-- Start of Source material --

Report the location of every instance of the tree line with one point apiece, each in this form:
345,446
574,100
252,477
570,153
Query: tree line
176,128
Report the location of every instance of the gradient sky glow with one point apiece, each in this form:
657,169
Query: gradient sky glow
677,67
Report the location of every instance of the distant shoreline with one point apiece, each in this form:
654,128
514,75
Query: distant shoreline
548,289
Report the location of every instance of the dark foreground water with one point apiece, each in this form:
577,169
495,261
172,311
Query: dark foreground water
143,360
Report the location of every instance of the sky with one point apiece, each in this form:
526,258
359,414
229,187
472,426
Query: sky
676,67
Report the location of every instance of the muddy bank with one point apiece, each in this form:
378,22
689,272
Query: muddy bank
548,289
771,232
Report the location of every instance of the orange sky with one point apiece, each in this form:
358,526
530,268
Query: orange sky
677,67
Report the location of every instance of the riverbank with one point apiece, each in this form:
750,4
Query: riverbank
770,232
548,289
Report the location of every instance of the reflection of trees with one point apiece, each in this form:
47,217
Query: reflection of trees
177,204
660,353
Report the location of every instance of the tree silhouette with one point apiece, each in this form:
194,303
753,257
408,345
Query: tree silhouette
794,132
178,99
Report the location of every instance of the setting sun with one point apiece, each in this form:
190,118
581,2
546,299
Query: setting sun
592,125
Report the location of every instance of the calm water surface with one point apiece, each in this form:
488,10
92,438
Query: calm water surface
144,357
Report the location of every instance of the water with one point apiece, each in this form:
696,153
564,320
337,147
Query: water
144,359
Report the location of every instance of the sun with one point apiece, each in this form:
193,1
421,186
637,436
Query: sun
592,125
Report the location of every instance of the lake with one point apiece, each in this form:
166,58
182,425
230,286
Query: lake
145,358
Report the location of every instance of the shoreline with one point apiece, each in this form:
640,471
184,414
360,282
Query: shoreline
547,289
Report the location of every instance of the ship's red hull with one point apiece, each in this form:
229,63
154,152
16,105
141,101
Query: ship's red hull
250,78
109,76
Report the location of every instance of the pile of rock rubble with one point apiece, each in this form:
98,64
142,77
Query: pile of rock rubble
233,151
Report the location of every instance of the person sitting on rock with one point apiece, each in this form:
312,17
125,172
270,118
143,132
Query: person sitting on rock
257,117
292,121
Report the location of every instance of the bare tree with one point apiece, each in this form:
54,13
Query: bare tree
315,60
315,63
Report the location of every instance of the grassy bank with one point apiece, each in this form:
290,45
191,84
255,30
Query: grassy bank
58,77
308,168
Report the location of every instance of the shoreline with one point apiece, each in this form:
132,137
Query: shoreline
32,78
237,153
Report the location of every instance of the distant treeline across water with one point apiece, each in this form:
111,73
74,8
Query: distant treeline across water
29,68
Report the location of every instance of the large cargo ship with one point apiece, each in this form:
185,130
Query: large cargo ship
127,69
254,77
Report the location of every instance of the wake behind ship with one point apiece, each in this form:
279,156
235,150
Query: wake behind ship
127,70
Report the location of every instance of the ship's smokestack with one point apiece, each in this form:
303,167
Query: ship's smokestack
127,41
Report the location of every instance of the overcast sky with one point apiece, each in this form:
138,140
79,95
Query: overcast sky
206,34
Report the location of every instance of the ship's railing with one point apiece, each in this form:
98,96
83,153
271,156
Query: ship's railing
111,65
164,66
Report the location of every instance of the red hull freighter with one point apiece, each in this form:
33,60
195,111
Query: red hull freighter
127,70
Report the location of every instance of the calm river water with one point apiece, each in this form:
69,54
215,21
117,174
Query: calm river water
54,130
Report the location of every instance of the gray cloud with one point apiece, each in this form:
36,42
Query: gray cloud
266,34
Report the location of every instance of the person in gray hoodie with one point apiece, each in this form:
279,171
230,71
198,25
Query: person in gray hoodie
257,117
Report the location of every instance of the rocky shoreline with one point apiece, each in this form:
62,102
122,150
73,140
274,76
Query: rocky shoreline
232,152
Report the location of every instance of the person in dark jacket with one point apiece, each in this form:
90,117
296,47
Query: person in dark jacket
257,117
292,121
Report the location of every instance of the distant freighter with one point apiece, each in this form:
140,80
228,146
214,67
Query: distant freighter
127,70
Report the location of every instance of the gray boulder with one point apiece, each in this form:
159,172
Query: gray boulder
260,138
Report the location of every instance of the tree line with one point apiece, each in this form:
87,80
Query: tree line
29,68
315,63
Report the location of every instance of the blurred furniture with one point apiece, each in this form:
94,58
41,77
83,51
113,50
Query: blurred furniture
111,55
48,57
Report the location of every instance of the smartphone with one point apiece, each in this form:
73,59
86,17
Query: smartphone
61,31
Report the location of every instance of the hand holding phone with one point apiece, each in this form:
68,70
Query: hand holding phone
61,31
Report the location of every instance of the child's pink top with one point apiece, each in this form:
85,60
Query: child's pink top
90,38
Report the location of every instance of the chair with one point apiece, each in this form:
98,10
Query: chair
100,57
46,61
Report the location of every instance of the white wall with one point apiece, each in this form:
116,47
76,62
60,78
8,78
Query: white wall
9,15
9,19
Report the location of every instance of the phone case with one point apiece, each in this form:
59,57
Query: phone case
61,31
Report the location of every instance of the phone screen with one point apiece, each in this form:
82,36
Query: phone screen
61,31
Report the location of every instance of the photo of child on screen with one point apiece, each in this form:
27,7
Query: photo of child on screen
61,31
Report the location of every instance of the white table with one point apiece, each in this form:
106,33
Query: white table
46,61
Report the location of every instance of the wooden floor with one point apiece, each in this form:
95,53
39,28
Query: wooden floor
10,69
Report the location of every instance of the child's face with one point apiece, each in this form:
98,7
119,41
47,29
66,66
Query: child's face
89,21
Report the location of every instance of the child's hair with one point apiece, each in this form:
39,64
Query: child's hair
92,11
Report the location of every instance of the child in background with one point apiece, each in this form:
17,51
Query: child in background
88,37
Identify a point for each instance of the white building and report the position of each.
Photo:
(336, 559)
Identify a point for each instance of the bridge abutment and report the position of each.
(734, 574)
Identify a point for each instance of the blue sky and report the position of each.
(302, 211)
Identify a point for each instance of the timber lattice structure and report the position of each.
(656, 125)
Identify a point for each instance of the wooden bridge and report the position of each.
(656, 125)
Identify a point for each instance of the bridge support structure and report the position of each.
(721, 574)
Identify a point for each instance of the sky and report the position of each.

-- End of Source material --

Restate all of the entries exactly, please.

* **Task answer**:
Report the location of every instance of the tree line with one point apiece, each in this form:
345,446
574,100
252,477
570,153
Query: tree line
176,128
Report the location of every instance of the gradient sky glow with one point apiece, each in this form:
657,169
Query: gradient sky glow
677,67
Report the location of every instance of the distant shoreline with one point apiece, each in this form:
654,128
514,75
Query: distant shoreline
548,289
Report the location of every instance of the dark foreground water with one point apiece, each in this form:
577,169
495,261
172,311
Query: dark foreground water
143,360
Report the location of every instance of the sky with one point apiece, each in this form:
526,258
359,414
229,187
472,426
Query: sky
676,67
Report the location of every instance of the muddy bank with one point apiece, each in this form:
378,22
689,272
Query: muddy bank
548,289
771,232
Report the location of every instance of the orange sky with one point apiece, each in this form:
358,526
530,268
Query: orange sky
677,67
Report the location of every instance of the riverbank with one point apiece, each in this form:
750,4
Query: riverbank
770,232
548,289
Report the location of every instance of the reflection of trees with one point apiece, each in this form:
47,217
Query: reflection of trees
177,204
660,353
Report the location of every instance of the tree silhouette with one point apiece, each in this form:
194,303
753,257
408,345
Query: tree silhouette
794,132
178,99
Report the location of every instance of the setting sun with one point apiece, each in this form:
190,118
581,2
546,299
Query: setting sun
592,125
Report the location of every instance of the calm water surface with one point apiece, each in this form:
488,10
92,438
Query: calm water surface
144,357
Report the location of every instance of the water with one point apiece, each in this form:
696,153
564,320
337,147
Query: water
144,359
Report the location of every instance of the sun with one point apiece, each in this form:
193,1
421,186
637,436
Query: sun
592,125
Report the location of every instance of the lake with one point apiece, each in this form:
166,58
182,425
230,286
Query: lake
145,358
Report the location of every instance of the shoreline with one point apiece, each in this form:
640,471
184,414
360,282
Query: shoreline
547,289
Report the location of every instance of the ship's red hull with one point apiece, each in this form:
229,63
154,152
16,105
141,101
Query: ship's red hull
250,78
109,76
Report the location of every instance of the pile of rock rubble with one point apiece, each in this form:
98,64
142,77
Query: pile of rock rubble
233,151
Report the location of every instance of the person sitting on rock with one point apiece, each in this form:
312,17
125,172
270,118
143,132
Query: person sitting on rock
257,117
292,121
Report the location of every instance of the bare tree with one point apiece, each in this form:
54,13
Query: bare tree
315,60
315,63
Report the location of every instance of the grassy bank with one point apiece, each in this form:
290,45
191,84
255,30
Query: grassy bank
58,77
308,168
Report the location of every instance of the shoreline with one point apiece, each in this form:
132,137
Query: shoreline
32,78
237,153
Report the location of every instance of the distant treeline across water with one point apiece, each in this form:
111,73
74,8
Query: distant treeline across water
29,68
Report the location of every instance of the large cargo ship with one point apiece, each in this form:
185,130
Query: large cargo ship
127,69
254,77
Report the location of every instance of the wake behind ship with one point apiece, each in this form:
279,156
235,150
Query: wake behind ship
127,70
Report the location of every instance of the ship's smokestack with one point apiece, each in this form:
303,167
Query: ship's smokestack
127,41
Report the location of every instance of the overcast sky with one point apiece, each in this form:
138,140
79,95
Query: overcast sky
206,34
Report the location of every instance of the ship's railing with one point apiece, each in this form:
98,96
83,153
271,156
Query: ship's railing
111,65
164,66
Report the location of every instance of the red hull freighter with one point apiece, each in this form:
33,60
195,111
Query: red hull freighter
127,70
Report the location of every instance of the calm river water with one point apiece, each in this form:
69,54
215,21
117,174
Query: calm river water
54,130
Report the location of every instance of the gray cloud with one point apiece, each in this form:
36,42
Query: gray cloud
266,34
Report the location of every instance of the person in gray hoodie with one point apiece, each in this form:
279,171
230,71
198,25
Query: person in gray hoodie
257,117
Report the location of every instance of the rocky shoreline with one point apiece, each in this form:
62,102
122,150
73,140
274,76
Query: rocky shoreline
232,152
Report the location of every instance of the person in dark jacket with one point apiece, each in this form:
90,117
296,47
Query: person in dark jacket
257,117
292,121
Report the location of every instance of the distant freighter with one point apiece, each in this form:
140,80
228,146
214,67
Query: distant freighter
127,70
Report the location of every instance of the gray boulder with one point apiece, each in this form:
159,172
Query: gray boulder
260,138
Report the location of every instance of the tree line with one point apiece, each in this form:
87,80
Query: tree line
29,68
315,63
Report the location of every instance of the blurred furniture with one point apiece, each in this form:
94,58
41,77
83,51
113,50
Query: blurred furniture
111,55
48,57
Report the location of every instance of the smartphone with one point apiece, each in this form:
73,59
86,17
Query: smartphone
61,31
Report the location of every instance of the hand holding phone with one point apiece, each in this form:
68,70
Query: hand holding phone
61,31
Report the location of every instance of the child's pink top with one point apiece, each in this form:
85,60
Query: child's pink top
90,38
Report the location of every instance of the chair with one point apiece, each in this form:
98,10
Query: chair
100,57
46,61
Report the location of every instance of the white wall with one point apiece, each in this form:
116,47
76,62
60,78
8,78
Query: white wall
9,15
9,19
Report the location of every instance of the phone case with one point apiece, each in this form:
59,57
Query: phone case
61,31
Report the location of every instance of the phone screen with one point apiece, each in this form:
82,36
Query: phone screen
61,31
Report the location of every instance of the photo of child on screen with one point apiece, each in this form:
27,7
Query: photo of child on screen
61,31
Report the location of every instance of the white table with one point apiece, each in this form:
106,33
Query: white table
46,61
Report the location of every instance of the wooden floor with one point apiece, each in this form:
95,53
39,28
Query: wooden floor
10,69
Report the location of every instance of the child's face with one point apiece, each in this form:
98,7
119,41
47,29
66,66
Query: child's face
89,21
Report the location of every instance of the child's hair with one point apiece, each in this form:
39,64
Query: child's hair
92,11
Report the location of every instance of the child in background with one point apiece, each in this form:
17,51
Query: child in background
88,37
Identify a point for each instance of the white building and report the position of each.
Photo:
(336, 559)
Identify a point for each instance of the bridge abutment and report the position of each.
(734, 574)
Identify a point for each instance of the blue sky and report the position of each.
(302, 211)
Identify a point for each instance of the timber lattice structure and report the position of each.
(656, 125)
Identify a point for each instance of the wooden bridge and report the position of each.
(656, 125)
Identify a point for each instance of the bridge support structure and report the position of each.
(721, 574)
Identify a point for each instance of the sky and report the position of each.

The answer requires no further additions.